◆ Set exercise:
Without pictures, output exactly the lines running from the line containing "Annotate the red glitter" to the end of the listing below.

Collected data
** start **

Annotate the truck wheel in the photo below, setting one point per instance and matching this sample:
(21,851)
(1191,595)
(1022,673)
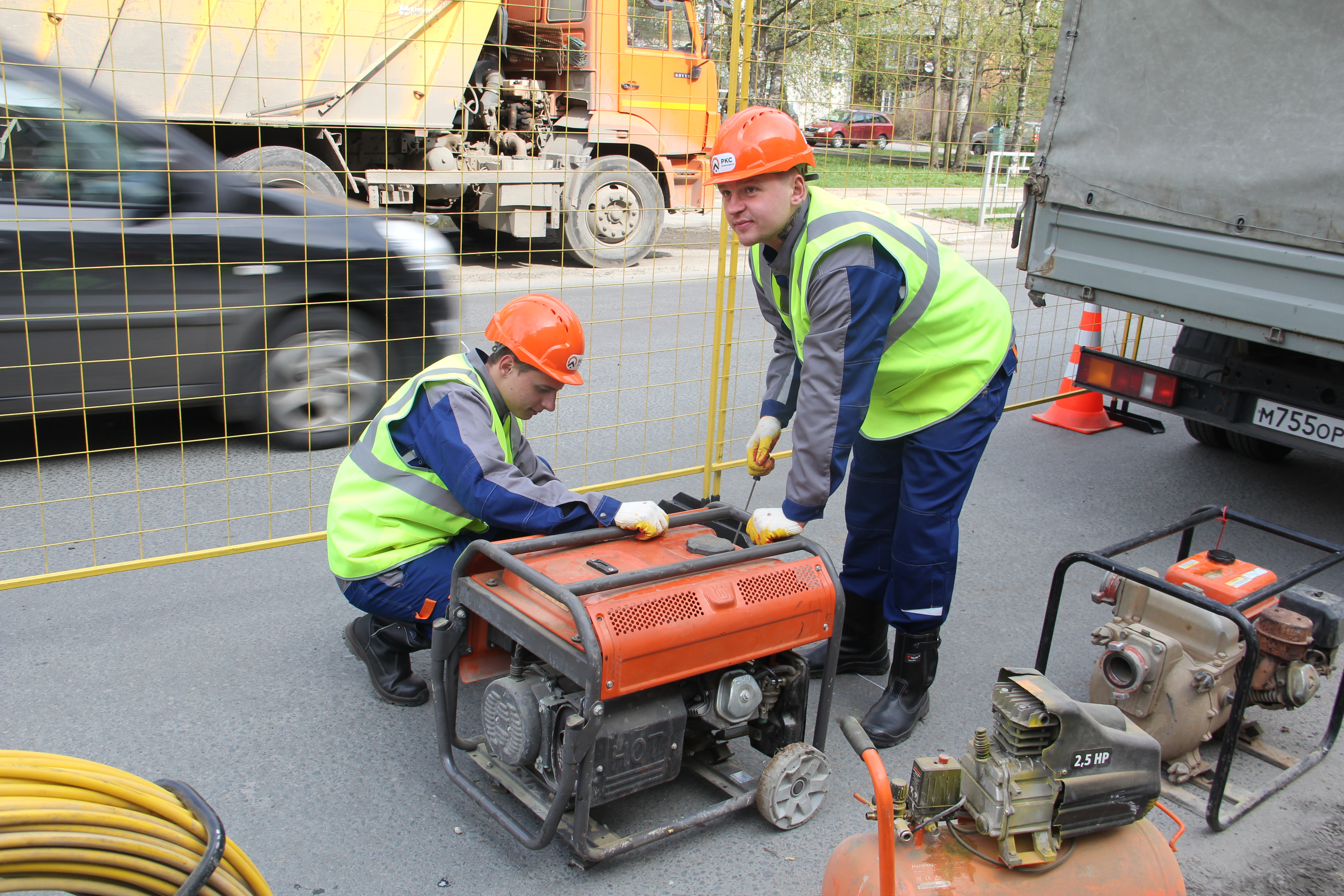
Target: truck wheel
(1207,433)
(324,378)
(287,169)
(1257,449)
(618,215)
(794,786)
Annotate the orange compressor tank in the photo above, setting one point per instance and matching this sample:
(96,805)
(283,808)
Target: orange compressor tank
(1123,862)
(1222,577)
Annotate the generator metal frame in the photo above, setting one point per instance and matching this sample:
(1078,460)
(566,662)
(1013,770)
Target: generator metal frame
(1103,559)
(585,668)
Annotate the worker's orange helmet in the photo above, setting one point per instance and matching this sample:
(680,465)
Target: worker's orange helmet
(543,332)
(757,142)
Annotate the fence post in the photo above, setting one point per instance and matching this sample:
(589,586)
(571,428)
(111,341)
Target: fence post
(726,287)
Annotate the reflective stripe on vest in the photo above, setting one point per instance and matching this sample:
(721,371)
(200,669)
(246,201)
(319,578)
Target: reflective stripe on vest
(384,512)
(927,252)
(948,336)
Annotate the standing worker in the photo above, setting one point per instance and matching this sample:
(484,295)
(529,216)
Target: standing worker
(445,464)
(890,346)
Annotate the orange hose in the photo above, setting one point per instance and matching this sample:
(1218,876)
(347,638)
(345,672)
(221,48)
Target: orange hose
(886,824)
(1181,825)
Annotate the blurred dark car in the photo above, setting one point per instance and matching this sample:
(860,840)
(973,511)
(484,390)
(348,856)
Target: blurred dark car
(134,273)
(850,128)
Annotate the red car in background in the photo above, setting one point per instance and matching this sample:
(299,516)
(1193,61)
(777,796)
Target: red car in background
(850,127)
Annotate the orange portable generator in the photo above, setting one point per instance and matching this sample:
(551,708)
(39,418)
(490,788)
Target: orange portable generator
(620,664)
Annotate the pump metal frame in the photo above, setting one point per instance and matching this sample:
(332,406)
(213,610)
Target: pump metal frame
(1103,559)
(592,843)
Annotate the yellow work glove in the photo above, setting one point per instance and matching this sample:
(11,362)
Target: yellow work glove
(760,446)
(646,518)
(769,524)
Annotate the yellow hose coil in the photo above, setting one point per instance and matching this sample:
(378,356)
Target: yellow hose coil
(72,825)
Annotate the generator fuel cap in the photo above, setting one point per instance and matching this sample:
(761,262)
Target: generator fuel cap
(709,546)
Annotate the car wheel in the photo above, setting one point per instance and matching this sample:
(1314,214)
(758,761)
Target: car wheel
(1207,433)
(323,379)
(618,214)
(1257,449)
(287,169)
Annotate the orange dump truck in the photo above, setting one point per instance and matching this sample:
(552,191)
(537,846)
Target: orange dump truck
(581,121)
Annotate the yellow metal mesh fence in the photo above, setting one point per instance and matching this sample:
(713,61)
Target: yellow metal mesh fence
(186,358)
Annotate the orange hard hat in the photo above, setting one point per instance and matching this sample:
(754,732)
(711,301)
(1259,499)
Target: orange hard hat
(756,142)
(543,332)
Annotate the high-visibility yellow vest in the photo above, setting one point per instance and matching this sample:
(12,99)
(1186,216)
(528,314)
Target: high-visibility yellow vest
(385,512)
(949,334)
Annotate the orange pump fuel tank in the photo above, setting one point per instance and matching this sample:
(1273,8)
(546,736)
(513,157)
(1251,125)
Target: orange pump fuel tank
(1222,577)
(1123,862)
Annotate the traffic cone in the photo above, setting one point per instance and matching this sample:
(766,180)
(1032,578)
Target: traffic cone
(1081,413)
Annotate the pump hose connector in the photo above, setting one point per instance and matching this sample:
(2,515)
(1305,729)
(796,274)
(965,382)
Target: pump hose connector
(72,825)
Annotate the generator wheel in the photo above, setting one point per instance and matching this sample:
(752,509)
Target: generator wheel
(794,786)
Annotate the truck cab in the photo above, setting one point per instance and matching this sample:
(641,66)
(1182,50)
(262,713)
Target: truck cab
(580,121)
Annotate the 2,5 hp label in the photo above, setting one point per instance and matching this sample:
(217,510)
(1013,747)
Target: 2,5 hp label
(1090,760)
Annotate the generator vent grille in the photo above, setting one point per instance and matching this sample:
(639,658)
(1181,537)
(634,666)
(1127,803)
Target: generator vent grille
(779,585)
(671,608)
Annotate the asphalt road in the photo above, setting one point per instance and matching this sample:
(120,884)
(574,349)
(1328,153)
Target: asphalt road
(640,412)
(232,675)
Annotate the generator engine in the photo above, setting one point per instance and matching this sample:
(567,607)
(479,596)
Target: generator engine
(646,734)
(1171,667)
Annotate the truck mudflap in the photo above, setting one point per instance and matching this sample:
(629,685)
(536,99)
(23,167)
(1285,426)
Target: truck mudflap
(1252,400)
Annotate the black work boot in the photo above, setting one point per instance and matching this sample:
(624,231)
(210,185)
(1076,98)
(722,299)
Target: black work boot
(386,648)
(863,641)
(906,699)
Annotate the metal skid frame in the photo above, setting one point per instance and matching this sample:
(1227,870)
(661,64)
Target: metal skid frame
(1232,731)
(592,842)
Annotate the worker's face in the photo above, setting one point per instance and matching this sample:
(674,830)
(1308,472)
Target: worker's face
(759,207)
(527,391)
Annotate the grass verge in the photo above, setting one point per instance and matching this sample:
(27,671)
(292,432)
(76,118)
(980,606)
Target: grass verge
(857,171)
(971,214)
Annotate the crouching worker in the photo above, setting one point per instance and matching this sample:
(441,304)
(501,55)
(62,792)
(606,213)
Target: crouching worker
(445,464)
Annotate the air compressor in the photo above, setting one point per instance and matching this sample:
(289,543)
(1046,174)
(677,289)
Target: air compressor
(1052,786)
(619,666)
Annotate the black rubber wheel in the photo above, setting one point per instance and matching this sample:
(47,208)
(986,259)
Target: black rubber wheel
(1257,449)
(287,169)
(326,377)
(618,214)
(1207,433)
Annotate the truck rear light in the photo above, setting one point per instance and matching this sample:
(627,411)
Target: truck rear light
(1133,381)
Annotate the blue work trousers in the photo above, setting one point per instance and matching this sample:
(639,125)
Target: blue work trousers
(401,593)
(902,508)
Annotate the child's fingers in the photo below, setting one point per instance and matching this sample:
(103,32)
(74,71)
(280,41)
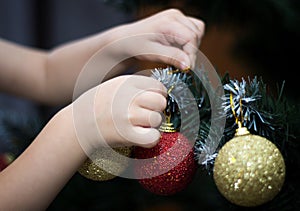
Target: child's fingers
(145,118)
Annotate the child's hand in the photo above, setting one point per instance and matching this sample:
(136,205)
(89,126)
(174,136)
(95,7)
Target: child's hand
(122,111)
(168,37)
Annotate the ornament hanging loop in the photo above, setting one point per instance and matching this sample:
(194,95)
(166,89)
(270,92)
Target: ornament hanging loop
(238,119)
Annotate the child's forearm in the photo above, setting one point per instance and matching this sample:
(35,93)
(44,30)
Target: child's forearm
(33,180)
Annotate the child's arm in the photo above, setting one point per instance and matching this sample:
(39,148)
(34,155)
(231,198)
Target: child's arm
(33,180)
(49,77)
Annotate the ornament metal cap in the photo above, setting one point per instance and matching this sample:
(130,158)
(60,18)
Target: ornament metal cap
(241,131)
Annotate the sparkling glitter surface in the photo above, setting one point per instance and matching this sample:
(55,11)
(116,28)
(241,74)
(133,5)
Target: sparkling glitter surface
(249,170)
(92,168)
(177,178)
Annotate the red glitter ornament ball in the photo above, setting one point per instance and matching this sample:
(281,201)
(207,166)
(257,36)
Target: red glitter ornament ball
(177,147)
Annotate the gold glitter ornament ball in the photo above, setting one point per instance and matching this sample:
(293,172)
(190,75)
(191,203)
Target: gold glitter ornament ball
(93,167)
(249,170)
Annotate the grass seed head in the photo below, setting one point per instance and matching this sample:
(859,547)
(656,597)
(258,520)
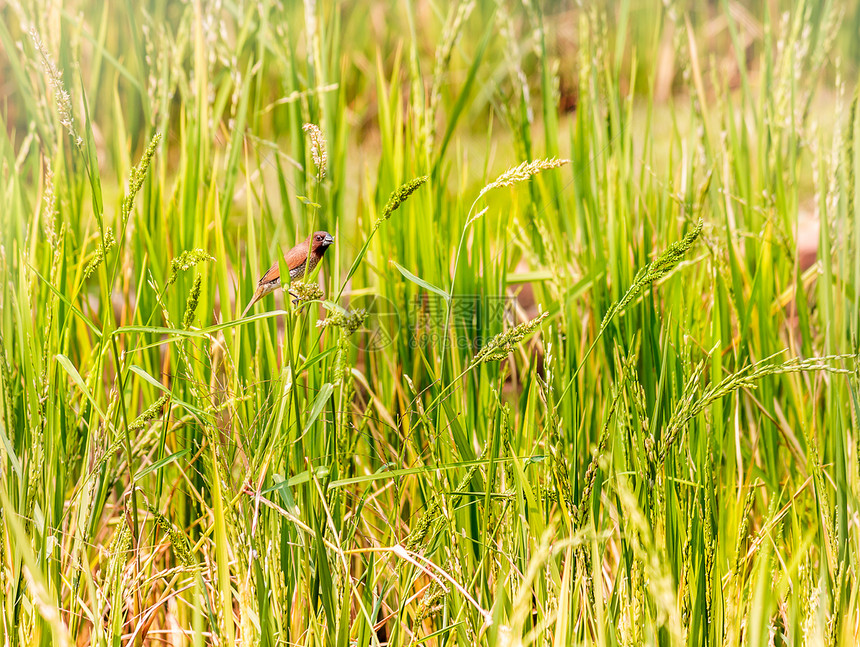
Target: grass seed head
(318,149)
(522,172)
(500,346)
(185,261)
(191,303)
(399,196)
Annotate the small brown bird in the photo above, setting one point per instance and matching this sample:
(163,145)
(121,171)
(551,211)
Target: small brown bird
(298,260)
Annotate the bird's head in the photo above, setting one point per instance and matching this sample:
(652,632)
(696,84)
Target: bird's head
(321,241)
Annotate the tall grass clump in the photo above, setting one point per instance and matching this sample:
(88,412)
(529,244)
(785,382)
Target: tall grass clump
(580,369)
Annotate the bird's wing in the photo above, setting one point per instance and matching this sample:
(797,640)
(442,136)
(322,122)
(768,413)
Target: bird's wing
(272,274)
(294,259)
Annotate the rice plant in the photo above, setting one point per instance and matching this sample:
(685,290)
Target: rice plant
(581,367)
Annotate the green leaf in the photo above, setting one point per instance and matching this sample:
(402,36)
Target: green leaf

** end **

◆ Output for this exercise:
Annotate the red glitter ornament ball in the photo above, setting one point per instance and matching this sample:
(281,201)
(207,166)
(257,36)
Target: red glitter ornament ball
(177,147)
Annotate the gold glitter ornament ball in the photo above, setting one point per instance and matching this sample:
(293,172)
(190,75)
(191,203)
Target: gold glitter ornament ball
(93,167)
(249,170)
Annotate the grass seed head in the photo below, setting one point per instance and matching this sample:
(859,547)
(656,597)
(258,520)
Target: grass seed head
(318,149)
(522,172)
(500,346)
(185,261)
(191,303)
(399,196)
Annotate the small brown bird in the photo above, setting one point per instance and matching this sample:
(163,145)
(121,171)
(551,211)
Target: small brown bird
(298,260)
Annotate the bird's head in the photo above, setting one point per instance and matching this sample:
(652,632)
(696,84)
Target: bird's head
(321,241)
Annotate the tall grass clump in the photo above, setting one point per instance and matching this sample:
(88,412)
(529,244)
(785,382)
Target: tall grass clump
(580,369)
Annotate the bird's wing in the photo above, setting one point per instance and matching this sample:
(797,640)
(442,136)
(322,122)
(768,413)
Target: bird's wing
(272,274)
(294,259)
Annotate the rice plant in the photo above, setting one point per instance and matching this sample:
(685,290)
Target: rice plant
(581,367)
Annotate the green leaf in the photo above, setting one point per instance and matching this sample:
(402,36)
Target: green leaf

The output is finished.